+++ Provided records +++

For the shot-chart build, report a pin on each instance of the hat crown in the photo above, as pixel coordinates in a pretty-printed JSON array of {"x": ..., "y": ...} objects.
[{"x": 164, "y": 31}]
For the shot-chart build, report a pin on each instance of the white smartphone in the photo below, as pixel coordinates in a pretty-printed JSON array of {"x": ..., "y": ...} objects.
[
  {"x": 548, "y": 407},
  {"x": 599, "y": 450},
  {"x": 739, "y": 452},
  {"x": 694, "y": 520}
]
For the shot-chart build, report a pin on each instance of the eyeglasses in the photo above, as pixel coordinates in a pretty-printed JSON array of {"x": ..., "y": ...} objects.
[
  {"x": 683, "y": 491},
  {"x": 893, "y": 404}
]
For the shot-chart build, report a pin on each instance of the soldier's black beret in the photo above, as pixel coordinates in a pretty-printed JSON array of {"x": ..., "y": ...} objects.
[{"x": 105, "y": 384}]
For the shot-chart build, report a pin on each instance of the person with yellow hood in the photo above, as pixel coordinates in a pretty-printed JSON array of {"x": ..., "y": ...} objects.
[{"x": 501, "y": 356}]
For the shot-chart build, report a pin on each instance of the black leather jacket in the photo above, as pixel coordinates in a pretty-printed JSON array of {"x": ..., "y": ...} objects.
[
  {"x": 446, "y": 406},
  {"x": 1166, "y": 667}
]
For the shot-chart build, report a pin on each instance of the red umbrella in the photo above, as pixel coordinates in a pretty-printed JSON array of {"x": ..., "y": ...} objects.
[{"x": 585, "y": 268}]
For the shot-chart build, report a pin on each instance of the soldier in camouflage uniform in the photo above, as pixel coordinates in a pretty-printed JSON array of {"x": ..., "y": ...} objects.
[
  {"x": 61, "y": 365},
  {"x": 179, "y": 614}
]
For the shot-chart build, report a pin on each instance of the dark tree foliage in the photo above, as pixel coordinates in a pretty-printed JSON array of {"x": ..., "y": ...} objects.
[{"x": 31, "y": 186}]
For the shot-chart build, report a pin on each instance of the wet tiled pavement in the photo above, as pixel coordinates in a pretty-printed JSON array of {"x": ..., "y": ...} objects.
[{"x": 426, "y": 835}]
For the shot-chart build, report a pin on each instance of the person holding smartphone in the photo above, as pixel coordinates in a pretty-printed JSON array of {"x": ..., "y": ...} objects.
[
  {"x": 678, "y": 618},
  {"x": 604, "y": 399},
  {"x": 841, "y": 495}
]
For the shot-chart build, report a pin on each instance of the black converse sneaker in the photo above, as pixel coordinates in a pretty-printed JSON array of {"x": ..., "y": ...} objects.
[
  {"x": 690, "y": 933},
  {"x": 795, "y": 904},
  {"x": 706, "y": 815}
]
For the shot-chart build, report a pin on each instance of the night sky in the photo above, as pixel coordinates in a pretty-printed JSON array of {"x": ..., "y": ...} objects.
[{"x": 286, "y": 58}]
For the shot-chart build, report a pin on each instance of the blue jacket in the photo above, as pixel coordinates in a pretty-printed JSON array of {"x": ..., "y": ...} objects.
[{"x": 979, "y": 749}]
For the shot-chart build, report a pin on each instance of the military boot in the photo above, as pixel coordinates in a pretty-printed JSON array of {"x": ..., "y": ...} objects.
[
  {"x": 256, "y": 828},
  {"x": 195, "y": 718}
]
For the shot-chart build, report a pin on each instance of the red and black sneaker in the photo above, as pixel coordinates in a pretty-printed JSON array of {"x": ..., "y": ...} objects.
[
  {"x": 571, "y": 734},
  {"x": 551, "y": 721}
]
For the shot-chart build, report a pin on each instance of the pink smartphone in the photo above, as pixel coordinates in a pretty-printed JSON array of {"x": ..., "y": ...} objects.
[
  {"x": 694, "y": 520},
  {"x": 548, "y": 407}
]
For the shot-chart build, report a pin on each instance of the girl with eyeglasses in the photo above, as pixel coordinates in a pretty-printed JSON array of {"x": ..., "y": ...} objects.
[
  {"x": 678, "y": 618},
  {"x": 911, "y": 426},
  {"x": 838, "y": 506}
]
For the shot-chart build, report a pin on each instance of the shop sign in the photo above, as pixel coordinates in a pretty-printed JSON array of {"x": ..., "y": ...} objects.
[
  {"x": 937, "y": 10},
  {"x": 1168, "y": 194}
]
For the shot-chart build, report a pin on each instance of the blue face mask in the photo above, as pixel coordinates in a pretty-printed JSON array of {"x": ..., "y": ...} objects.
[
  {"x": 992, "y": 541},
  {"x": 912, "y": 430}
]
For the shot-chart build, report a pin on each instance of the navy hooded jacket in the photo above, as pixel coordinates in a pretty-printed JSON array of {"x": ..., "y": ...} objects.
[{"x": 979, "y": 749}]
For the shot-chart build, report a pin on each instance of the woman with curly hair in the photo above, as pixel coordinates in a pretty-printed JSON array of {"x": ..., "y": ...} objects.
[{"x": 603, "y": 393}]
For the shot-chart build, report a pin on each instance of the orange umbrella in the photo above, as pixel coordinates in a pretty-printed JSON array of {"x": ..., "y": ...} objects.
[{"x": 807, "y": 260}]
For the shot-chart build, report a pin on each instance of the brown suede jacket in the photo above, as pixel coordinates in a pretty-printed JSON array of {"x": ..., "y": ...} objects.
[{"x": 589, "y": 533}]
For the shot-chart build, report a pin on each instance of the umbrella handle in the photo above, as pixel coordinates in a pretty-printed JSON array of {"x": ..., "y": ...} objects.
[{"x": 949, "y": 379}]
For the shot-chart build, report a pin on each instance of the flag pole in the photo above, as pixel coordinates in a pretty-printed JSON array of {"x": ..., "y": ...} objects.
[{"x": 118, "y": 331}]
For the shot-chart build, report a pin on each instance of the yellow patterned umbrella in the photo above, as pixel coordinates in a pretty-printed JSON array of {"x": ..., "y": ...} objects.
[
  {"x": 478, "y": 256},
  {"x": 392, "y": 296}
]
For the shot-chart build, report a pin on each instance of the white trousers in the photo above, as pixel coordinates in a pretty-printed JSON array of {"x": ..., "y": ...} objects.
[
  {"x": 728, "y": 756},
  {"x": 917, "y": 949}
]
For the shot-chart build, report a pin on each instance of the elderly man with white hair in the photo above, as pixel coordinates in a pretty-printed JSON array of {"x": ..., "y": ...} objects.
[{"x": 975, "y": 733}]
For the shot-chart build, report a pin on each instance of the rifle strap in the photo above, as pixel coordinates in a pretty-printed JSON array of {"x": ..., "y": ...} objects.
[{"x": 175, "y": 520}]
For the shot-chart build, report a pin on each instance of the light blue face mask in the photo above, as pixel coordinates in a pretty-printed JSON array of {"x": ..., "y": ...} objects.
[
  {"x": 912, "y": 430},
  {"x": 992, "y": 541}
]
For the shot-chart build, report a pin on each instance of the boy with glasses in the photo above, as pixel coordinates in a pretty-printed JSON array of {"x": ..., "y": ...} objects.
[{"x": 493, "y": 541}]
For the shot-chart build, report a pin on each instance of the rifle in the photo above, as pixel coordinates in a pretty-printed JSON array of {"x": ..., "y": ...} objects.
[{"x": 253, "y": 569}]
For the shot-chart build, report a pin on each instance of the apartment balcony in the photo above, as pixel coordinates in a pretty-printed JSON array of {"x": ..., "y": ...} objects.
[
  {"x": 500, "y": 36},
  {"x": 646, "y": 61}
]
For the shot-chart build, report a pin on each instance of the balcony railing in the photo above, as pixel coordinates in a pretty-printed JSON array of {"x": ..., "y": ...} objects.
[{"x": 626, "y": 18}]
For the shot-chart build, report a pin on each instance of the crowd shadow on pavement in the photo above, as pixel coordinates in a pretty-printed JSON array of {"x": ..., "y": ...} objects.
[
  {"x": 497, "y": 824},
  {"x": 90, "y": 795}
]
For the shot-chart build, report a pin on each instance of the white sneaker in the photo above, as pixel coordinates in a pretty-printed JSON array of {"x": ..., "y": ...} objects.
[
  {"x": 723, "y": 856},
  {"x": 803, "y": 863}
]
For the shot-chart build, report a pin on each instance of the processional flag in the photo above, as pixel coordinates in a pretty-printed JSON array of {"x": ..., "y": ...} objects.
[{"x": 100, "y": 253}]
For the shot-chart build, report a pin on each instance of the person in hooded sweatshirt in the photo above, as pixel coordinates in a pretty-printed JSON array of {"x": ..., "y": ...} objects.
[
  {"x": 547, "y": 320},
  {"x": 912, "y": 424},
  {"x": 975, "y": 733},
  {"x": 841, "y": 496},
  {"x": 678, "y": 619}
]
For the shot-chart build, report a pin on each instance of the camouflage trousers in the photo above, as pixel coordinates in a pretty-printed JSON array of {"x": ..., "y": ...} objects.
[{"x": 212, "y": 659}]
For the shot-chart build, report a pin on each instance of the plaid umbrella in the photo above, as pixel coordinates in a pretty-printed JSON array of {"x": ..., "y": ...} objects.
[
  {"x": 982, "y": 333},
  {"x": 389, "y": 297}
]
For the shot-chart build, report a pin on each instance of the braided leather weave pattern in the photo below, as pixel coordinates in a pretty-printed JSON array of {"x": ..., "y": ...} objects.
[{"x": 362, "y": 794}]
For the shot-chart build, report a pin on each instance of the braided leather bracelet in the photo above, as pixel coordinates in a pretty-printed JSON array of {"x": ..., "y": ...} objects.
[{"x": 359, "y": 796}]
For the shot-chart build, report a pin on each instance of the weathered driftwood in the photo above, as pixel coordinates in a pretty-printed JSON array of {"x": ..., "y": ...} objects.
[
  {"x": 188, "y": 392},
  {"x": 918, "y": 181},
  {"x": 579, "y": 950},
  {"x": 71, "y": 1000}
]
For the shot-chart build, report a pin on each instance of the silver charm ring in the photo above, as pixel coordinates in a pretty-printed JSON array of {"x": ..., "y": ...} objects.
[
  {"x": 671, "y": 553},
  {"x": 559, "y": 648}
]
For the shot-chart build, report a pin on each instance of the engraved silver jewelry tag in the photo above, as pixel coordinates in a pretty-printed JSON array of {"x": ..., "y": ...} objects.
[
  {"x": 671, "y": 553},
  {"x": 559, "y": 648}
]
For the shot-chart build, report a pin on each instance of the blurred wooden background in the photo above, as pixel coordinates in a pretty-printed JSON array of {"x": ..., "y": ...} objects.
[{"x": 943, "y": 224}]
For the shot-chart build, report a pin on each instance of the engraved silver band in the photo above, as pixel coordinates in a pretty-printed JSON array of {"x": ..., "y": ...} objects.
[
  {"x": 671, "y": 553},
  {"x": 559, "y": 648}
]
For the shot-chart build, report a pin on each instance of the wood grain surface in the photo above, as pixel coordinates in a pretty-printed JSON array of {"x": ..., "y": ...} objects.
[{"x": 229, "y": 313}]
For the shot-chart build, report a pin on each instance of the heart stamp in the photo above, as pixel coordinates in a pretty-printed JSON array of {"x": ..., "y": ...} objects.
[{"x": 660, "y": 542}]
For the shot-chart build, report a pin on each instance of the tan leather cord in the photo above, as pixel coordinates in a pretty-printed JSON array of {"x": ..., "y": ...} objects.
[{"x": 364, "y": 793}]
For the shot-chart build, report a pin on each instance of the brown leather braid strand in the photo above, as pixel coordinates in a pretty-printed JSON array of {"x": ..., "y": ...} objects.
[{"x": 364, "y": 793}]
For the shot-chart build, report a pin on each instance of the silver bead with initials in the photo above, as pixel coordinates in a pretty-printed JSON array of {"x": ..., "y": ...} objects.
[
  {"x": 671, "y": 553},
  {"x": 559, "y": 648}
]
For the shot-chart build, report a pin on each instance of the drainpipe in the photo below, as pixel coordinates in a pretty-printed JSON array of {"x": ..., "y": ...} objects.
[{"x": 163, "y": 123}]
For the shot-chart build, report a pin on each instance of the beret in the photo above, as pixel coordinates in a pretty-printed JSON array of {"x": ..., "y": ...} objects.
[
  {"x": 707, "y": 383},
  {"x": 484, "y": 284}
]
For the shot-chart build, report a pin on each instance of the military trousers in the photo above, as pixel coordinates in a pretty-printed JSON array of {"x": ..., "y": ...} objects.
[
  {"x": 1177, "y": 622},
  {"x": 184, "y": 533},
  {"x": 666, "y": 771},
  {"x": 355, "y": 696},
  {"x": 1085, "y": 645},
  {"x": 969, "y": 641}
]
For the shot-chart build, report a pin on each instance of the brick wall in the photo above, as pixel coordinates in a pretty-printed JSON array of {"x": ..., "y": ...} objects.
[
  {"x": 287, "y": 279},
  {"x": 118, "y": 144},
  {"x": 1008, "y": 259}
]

+++

### Problem to work on
Reproduce the listing above exactly from the line containing "the military trousers" through its last line, with both of those lines included.

### Solution to this exercise
For the shot-chart build, report a pin on each instance of the military trousers in the photo above, as pixel coordinates in a pretty-printed JSON array of {"x": ..., "y": ...} objects.
[
  {"x": 1177, "y": 622},
  {"x": 184, "y": 533},
  {"x": 666, "y": 771},
  {"x": 355, "y": 696},
  {"x": 1085, "y": 645},
  {"x": 969, "y": 641}
]
For the shot-chart build, report a pin on each instance of the brick wall in the photo above, as pixel coordinates in a pretty-printed JSON array of {"x": ..., "y": ...} objects.
[
  {"x": 287, "y": 279},
  {"x": 118, "y": 144},
  {"x": 1008, "y": 259}
]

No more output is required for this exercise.